■ DOCUMENTFRAGMENT
══════════════════════════════
3.3. Achmea stelt dat aansprakelijkheid van de Gemeente is gebaseerd op artikel 6:162 Burgerlijk Wetboek (verder: BW), waarbij zij wijst op het Ferwerderadeel-arrest van de Hoge Raad van 9 januari 1942. Het gaat volgens Achmea om onrechtmatig handelen in die zin dat de Gemeente wegbeheerder of onderhoudsplichtige van de rotonde is en dat zij een zorgvuldigheidsnorm heeft overtreden, doordat zij een gevaarlijke situatie in het leven heeft geroepen en heeft laten voortbestaan en bovendien door daar niet voor te waarschuwen.
══════════════════════════════
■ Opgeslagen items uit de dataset
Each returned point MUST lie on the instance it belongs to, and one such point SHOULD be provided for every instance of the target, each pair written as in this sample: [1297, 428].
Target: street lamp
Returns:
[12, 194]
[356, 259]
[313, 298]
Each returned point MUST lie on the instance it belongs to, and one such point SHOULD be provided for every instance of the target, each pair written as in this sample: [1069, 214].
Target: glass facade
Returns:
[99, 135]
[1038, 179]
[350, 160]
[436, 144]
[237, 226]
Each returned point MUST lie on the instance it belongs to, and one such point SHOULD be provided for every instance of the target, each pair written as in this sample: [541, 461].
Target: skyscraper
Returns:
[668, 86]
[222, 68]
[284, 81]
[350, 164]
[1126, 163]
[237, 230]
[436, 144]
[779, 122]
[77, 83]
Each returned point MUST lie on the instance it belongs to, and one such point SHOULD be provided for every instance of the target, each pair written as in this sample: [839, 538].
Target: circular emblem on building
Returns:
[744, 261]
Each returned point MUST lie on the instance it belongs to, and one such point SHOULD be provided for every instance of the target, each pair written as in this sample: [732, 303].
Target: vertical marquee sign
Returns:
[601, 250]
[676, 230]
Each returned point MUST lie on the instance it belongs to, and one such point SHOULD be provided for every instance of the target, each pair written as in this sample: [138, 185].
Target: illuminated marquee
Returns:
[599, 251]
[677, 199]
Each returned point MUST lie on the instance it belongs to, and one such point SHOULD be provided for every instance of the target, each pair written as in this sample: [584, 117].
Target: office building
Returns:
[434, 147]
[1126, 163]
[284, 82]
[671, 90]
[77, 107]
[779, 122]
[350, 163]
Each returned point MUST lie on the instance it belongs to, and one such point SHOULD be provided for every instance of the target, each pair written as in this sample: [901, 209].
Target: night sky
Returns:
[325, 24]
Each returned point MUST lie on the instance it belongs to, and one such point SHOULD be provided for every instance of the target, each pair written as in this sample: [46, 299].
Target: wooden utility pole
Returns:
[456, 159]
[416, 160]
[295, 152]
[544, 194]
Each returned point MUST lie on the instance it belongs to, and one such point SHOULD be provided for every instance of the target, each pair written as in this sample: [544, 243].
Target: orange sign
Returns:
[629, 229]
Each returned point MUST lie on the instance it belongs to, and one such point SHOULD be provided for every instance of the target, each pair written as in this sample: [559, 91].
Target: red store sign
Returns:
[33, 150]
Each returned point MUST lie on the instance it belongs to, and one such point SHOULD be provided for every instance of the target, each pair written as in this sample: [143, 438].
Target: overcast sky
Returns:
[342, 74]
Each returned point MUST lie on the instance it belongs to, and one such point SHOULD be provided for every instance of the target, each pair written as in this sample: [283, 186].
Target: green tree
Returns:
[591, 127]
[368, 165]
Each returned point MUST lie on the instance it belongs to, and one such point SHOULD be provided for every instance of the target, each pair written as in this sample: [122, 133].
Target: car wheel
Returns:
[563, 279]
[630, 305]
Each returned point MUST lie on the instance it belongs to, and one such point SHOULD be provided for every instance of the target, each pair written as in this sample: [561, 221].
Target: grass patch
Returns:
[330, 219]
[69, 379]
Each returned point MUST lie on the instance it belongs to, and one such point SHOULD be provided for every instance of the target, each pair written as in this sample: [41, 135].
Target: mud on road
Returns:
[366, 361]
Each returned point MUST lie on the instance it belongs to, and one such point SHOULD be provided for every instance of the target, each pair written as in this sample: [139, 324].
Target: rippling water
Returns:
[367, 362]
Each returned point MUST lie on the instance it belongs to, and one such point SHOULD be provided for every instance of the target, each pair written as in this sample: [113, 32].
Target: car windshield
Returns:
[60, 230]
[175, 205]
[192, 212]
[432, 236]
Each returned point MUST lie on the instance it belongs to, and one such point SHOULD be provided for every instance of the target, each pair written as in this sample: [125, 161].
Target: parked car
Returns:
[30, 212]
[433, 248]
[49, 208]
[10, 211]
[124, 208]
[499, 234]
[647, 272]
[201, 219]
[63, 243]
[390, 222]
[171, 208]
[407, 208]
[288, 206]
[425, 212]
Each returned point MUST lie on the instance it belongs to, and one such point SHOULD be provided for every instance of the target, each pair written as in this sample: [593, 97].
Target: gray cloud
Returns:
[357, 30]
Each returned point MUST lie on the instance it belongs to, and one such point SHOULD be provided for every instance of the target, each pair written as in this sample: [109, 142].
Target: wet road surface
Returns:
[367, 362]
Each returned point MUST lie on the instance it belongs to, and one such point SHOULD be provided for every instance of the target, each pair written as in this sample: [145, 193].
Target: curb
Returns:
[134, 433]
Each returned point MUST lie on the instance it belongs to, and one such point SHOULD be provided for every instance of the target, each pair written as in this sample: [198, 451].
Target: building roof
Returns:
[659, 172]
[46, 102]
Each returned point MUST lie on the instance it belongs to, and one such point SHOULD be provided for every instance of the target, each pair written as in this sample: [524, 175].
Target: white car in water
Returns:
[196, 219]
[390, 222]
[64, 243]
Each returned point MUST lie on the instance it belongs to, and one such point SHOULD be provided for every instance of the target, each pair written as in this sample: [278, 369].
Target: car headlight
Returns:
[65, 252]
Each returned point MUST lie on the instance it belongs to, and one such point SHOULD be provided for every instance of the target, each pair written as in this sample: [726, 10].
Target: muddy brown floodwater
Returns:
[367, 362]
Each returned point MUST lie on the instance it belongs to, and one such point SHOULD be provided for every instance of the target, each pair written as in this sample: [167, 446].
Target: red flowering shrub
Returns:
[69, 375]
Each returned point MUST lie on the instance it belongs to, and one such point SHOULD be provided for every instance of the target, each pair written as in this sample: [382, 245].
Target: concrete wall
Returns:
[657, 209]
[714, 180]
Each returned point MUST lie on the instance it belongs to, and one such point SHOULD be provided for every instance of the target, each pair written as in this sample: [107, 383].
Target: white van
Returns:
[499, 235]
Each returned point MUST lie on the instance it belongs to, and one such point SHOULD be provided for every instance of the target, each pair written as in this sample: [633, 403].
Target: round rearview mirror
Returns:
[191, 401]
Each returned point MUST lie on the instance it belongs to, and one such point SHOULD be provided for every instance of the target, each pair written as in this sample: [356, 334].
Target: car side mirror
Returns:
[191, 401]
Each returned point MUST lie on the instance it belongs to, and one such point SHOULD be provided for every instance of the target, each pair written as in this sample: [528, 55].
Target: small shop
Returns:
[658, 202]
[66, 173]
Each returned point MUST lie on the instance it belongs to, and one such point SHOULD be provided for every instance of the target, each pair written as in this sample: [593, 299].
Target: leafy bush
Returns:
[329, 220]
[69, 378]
══════════════════════════════
Schrijf het deel van het documentfragment dat opent met de woorden "3.3. Achmea stelt" en sluit met "voor te waarschuwen." opnieuw uit, en vervang daarin "rotonde" door "kruising".

3.3. Achmea stelt dat aansprakelijkheid van de Gemeente is gebaseerd op artikel 6:162 Burgerlijk Wetboek (verder: BW), waarbij zij wijst op het Ferwerderadeel-arrest van de Hoge Raad van 9 januari 1942. Het gaat volgens Achmea om onrechtmatig handelen in die zin dat de Gemeente wegbeheerder of onderhoudsplichtige van de kruising is en dat zij een zorgvuldigheidsnorm heeft overtreden, doordat zij een gevaarlijke situatie in het leven heeft geroepen en heeft laten voortbestaan en bovendien door daar niet voor te waarschuwen.